Kegiatan pusat perbelanjaan dan perdagangan ditutup sementara. Fasilitas umum, termasuk tempat wisata, juga ditutup. Demikian halnya dengan tempat ibadah, seperti masjid, mushala, gereja, pura, wihara, dan kelenteng.
Menyikapi kebijakan PPKM darurat tersebut, Bupati Sidoarjo Ahmad Muhdlor Ali mengatakan, pihaknya patuh kepada pemerintah pusat. Bahkan, persiapan mulai dilakukan dengan menyosialisasikan kebijakan tersebut secara bertahap kepada beragam lapisan masyarakat.
Setelah menggelar konsolidasi internal dengan pejabat daerah, Kamis (1/7/2021), misalnya, Pemerintah Kabupaten Sidoarjo langsung menggelar rapat dengan Forum Komunikasi Kerukunan Umat Beragama (FKUB) dan sejumlah tokoh agama. Selain menyosialisasikan kebijakan PPKM darurat, pemda juga mencari masukan dari para tokoh agama agar pelaksanaan di lapangan berjalan lancar.

## Bahan yang Disediakan
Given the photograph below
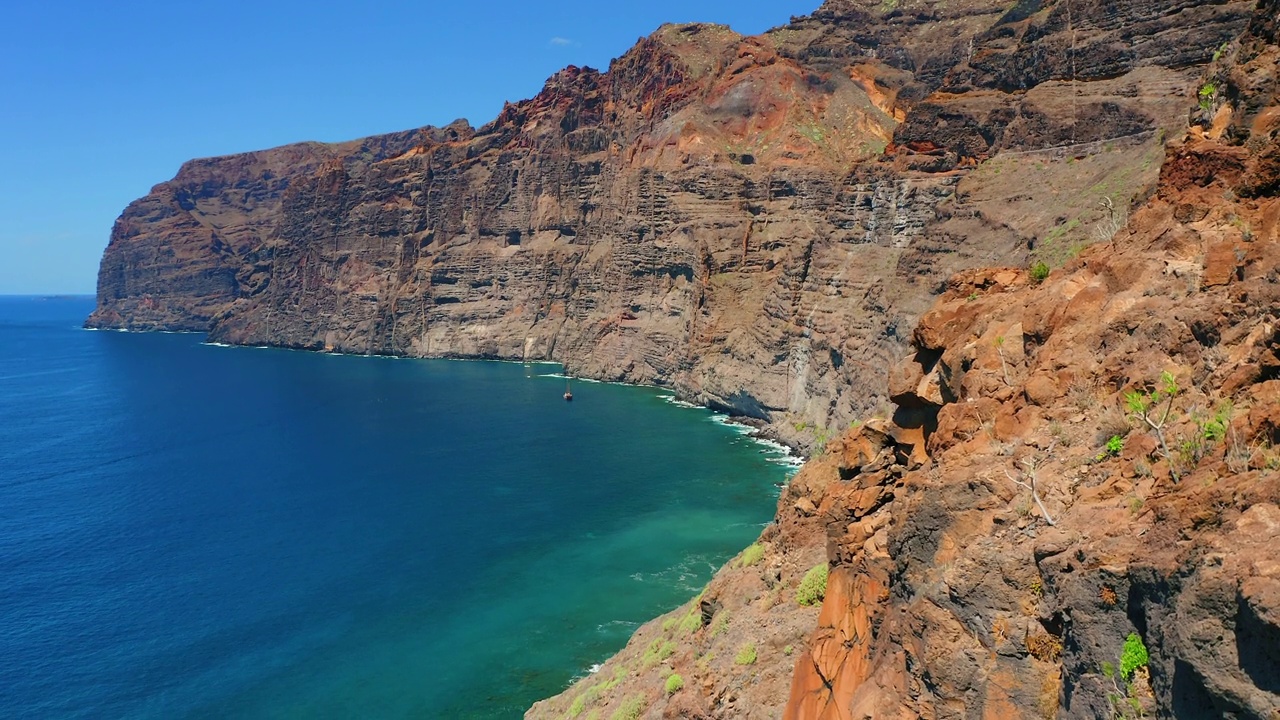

## Ketentuan Latihan
1 - Ringkaslah teks tentang PPKM darurat di Sidoarjo dalam dua kalimat.
2 - Teruskan teks tentang PPKM darurat di Sidoarjo, mulai setelah kalimat terakhirnya.

## Jawaban Tertulis
1 - Selama PPKM darurat, pusat perbelanjaan dan perdagangan, fasilitas umum termasuk tempat wisata, serta tempat ibadah ditutup. Bupati Sidoarjo Ahmad Muhdlor Ali menyatakan pihaknya patuh kepada pemerintah pusat, dan Pemerintah Kabupaten Sidoarjo menyosialisasikan kebijakan itu, antara lain lewat rapat dengan FKUB dan tokoh agama yang juga dimintai masukan agar pelaksanaannya di lapangan lancar.

2 -
Rapat FKUB Sidoarjo itu dihadiri Majelis Ulama Indonesia Sidoarjo, Pengurus Cabang Nahdlatul Ulama Sidoarjo, pengurus Muhammadiyah Sidoarjo, serta pemuka agama Katolik, Kristen, Buddha, Hindu, dan Khonghucu.
”Pada prinsipnya, seluruh tokoh agama mendukung upaya pemerintah menanggulangi pandemi Covid-19 di Sidoarjo. Hanya, terkait pelaksanaan ibadah di masjid dan mushala, para ulama meminta agar mempertimbangkan kearifan lokal,” ujar Muhdlor.
Kearifan lokal yang dimaksud adalah penutupan tempat ibadah hanya dilakukan pada lingkungan rukun tetangga/rukun warga berisiko tinggi sebaran Covid-19 atau zona merah dan oranye. Adapun tempat ibadah yang berada di lingkungan RT/RW zona kuning dan zona hijau peta sebaran Covid-19 tetap dibuka.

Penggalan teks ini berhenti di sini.